**Aim of the task:**
Report the lines of the material that carry the string "clothing".

**Input for this task:**
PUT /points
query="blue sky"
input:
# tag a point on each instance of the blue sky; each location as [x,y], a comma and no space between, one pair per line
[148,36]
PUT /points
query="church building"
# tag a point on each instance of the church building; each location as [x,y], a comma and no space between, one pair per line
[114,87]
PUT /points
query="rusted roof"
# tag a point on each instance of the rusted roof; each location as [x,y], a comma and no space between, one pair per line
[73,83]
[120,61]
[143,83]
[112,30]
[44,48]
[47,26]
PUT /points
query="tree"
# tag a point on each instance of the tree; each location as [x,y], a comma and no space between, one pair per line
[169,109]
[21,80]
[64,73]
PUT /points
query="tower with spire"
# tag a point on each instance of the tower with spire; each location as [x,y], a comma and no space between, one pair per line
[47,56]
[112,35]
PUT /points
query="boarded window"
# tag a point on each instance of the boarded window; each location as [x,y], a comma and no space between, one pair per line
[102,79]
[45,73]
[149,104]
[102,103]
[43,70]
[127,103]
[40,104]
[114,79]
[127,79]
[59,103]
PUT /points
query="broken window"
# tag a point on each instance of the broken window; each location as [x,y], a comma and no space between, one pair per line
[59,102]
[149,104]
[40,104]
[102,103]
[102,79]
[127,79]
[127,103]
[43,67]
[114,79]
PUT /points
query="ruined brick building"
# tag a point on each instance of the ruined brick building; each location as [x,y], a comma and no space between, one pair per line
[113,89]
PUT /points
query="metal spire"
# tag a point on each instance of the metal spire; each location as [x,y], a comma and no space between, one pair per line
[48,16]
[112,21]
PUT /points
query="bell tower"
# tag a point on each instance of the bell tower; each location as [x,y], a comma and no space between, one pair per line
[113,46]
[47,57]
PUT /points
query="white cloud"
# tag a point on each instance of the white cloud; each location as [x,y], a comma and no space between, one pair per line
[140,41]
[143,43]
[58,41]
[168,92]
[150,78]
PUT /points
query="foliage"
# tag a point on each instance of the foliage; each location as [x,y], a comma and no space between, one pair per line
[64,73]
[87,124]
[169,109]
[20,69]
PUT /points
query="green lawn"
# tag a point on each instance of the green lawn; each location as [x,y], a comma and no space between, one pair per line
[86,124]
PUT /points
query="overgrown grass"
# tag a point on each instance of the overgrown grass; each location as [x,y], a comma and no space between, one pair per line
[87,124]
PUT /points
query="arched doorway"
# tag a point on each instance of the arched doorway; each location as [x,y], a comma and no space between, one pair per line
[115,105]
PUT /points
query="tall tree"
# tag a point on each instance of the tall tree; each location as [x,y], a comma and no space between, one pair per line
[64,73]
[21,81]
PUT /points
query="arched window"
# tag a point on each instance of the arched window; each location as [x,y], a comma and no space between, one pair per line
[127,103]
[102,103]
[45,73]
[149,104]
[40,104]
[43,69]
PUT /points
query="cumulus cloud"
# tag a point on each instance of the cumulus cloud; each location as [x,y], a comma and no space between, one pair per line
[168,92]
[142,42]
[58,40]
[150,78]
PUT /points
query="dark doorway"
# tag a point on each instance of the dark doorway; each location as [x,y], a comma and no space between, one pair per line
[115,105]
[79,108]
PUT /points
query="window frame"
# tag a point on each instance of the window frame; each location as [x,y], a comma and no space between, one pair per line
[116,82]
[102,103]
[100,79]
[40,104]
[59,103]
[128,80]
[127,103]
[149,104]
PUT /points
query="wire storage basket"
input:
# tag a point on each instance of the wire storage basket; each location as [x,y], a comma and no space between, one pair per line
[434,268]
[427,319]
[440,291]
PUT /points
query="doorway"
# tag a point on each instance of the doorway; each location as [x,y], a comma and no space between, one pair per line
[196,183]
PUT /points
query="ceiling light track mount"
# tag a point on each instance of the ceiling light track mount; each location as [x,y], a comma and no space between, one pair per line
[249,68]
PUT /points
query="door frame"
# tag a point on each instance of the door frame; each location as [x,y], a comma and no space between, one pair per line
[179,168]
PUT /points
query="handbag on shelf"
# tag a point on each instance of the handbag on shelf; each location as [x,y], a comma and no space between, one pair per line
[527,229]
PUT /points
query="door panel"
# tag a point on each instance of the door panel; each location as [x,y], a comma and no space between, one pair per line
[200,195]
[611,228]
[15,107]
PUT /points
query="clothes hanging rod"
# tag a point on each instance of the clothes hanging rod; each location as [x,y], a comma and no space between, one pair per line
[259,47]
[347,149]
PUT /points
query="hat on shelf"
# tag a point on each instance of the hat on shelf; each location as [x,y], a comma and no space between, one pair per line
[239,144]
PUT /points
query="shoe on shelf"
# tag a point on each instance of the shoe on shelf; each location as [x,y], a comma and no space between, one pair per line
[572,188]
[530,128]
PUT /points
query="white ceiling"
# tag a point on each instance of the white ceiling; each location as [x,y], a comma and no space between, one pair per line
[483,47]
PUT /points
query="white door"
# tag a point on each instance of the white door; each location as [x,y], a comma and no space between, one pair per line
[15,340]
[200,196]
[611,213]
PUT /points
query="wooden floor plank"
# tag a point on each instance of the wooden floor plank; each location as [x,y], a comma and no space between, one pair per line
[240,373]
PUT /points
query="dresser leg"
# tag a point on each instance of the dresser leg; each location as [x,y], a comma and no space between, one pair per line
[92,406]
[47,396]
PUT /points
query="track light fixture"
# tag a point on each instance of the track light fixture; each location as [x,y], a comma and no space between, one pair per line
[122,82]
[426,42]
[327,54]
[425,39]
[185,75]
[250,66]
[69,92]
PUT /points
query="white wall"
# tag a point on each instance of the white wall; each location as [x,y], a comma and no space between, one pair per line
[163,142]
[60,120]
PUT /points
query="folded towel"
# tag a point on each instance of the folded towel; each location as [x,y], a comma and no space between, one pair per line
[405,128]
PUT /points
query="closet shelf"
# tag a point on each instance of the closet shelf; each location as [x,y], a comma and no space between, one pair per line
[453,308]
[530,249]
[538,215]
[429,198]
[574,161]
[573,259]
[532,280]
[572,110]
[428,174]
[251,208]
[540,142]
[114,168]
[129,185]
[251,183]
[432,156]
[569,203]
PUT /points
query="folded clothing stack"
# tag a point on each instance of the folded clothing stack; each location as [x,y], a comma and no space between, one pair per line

**Output for this exercise:**
query="folded clothing stack"
# tag a point on each instance of the folded clothing stack; each location as [x,y], a comma and no space between, one pair per line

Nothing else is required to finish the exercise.